■ **Reading passage**
[Start of section]

Isbister
Isbister

Reputation: 946

How can I lock the global batch size? (DeepSpeed)

For context, I am doing a full finetune of a LLM (meta-llama/Llama-3.1-8B) on a HPC cluster with A100 (40gb gpus) on a rather large corpus of text.

The training setup consists of using the SFTTrainer from huggingface transformers.

And the distributed training is handled with accelerate + deepspeed ZeRO2.

The "issue" I am facing is that when I increase the number of nodes is my SLURM config, the global batch sizes increases, since, it seems to be a function of the number of total gpus.

Currently I have this config;

per_device_train_batch_size = 1
gradient_accumulation_steps = 8

and a single node has 4x A100 GPUs.

So e.g using 16 nodes I get global batch size = per_device_train_batch_size * gradient_accumulation_steps * nodes * gpu_per_node => 1 * 8 * 16 * 4 => 512.

If I launch the same training with 32 nodes the global batch size becomes 1024, which means I get half the amount of gradient updates, which prevents the model to converge, since the training completes in half the time with the larger batch size (about 1M tokens per batch).

I can drop down the gradient_accumulation_steps ofc, but ideally I would like to lock the global batch size in case I launch a training on hundreds of nodes.

trainer.yaml:

learning_rate: 2e-5
warmup_steps: 100
lr_scheduler: cosine
optimizer: adamw_torch_fused
max_grad_norm: 1.0
gradient_accumulation_steps: 8
per_device_train_batch_size: 1
num_epochs: 1
sequence_len: 8192

deepspeed_zero2.json:

{
  "zero_optimization": {
    "stage": 2,
    "offload_optimizer": {
      "device": "cpu"
    },
    "contiguous_gradients": true,
    "overlap_comm": true
  },
  "bf16": {
    "enabled": "auto"
  },
  "fp16": {
    "enabled": "auto",
    "auto_cast": false,
    "loss_scale": 0,
    "initial_scale_power": 32,
    "loss_scale_window": 1000,
    "hysteresis": 2,
    "min_loss_scale": 1
  },
  "gradient_accumulation_steps": "auto",
  "gradient_clipping": "auto",
  "train_batch_size": "auto",
  "train_micro_batch_size_per_gpu": "auto",
  "wall_clock_breakdown": false
}

Relevant parts of the slurm config;

#!/bin/bash
#SBATCH --job-name=test
#SBATCH --account=test
#SBATCH --partition=standard-g
#SBATCH --cpus-per-task=56
#SBATCH --nodes=16
#SBATCH --gpus-per-node=4
#SBATCH --ntasks-per-node=1
#SBATCH --mem=480G
#SBATCH --exclusive
#SBATCH -t 48:00:00

#Variables for distributed enviroment
export MASTER_PORT=$(expr 10000 + $(echo -n $SLURM_JOBID | tail -c 4))

[End of section]

■ **Work to complete**
Continue the forum post about locking the global batch size with DeepSpeed, starting right after its final line.

■ **Entries supplied**

[Start of section]

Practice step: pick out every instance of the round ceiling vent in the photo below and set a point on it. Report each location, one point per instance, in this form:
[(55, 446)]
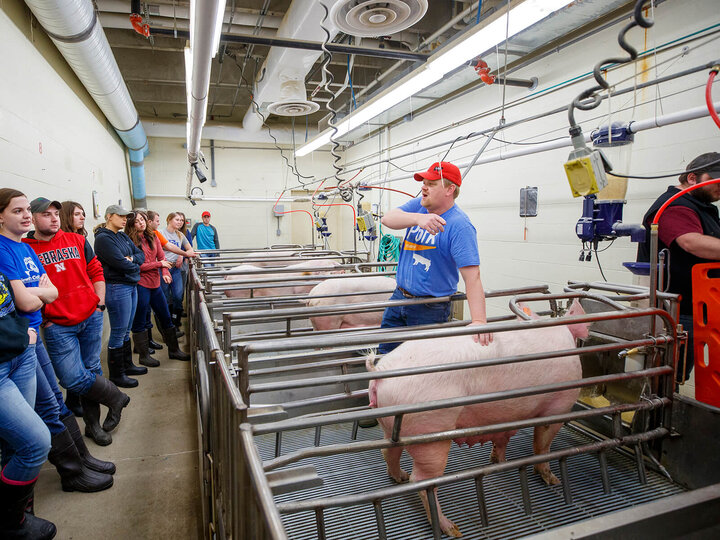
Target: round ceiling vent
[(370, 18), (293, 107)]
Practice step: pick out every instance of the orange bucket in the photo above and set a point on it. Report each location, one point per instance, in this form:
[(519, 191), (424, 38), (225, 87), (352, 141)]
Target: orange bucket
[(706, 332)]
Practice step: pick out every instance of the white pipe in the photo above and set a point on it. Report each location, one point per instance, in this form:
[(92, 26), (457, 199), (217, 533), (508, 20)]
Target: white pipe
[(224, 132), (635, 127), (201, 42)]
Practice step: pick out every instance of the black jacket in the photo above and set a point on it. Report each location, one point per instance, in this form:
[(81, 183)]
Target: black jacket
[(111, 250), (681, 262)]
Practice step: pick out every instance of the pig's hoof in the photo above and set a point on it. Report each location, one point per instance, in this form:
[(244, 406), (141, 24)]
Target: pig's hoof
[(401, 478)]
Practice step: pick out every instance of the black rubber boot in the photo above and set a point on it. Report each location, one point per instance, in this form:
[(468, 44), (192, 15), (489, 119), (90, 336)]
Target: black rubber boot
[(116, 366), (173, 348), (91, 462), (153, 344), (15, 522), (130, 367), (91, 415), (74, 476), (105, 392), (72, 400), (141, 345)]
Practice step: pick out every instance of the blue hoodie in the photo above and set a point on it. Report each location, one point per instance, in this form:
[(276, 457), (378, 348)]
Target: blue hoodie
[(111, 250)]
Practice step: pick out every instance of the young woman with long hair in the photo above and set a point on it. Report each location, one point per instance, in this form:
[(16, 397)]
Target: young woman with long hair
[(149, 293), (121, 260), (72, 218)]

[End of section]

■ **Response below**
master_addr=$(scontrol show hostnames "$SLURM_JOB_NODELIST" | head -n 1)
export MASTER_ADDR=$master_addr
export LOCAL_RANK=$SLURM_LOCALID
export WORLD_SIZE=$((SLURM_GPUS_ON_NODE*SLURM_NNODES))

accelerate launch \
    --rdzv_conf "rdzv_backend=c10d,rdzv_endpoint=$MASTER_ADDR:$MASTER_PORT" \
    --config_file $ACCELERATE_CONFIG_FILE \
    --num_machines $SLURM_NNODES \
    --num_processes $WORLD_SIZE \
    --main_process_ip $MASTER_ADDR \
    --main_process_port $MASTER_PORT \
    --machine_rank \$SLURM_PROCID \
    --role \$(hostname -s) \
    --tee 3 \

Is it possible to lock the global batch size? I read in the documentation that:

train_batch_size must be equal to train_micro_batch_size_per_gpu * gradient_accumulation_steps * number of GPUs. For simplicity, you can choose to only specify two of the three parameters, the last one will be inferred automatically by DeepSpeed.

Does it make sense to only set train_micro_batch_size_per_gpu and train_batch_size? And leavning gradient_accumulation_steps empty?

Upvotes: 0

Views: 68

Answers (0)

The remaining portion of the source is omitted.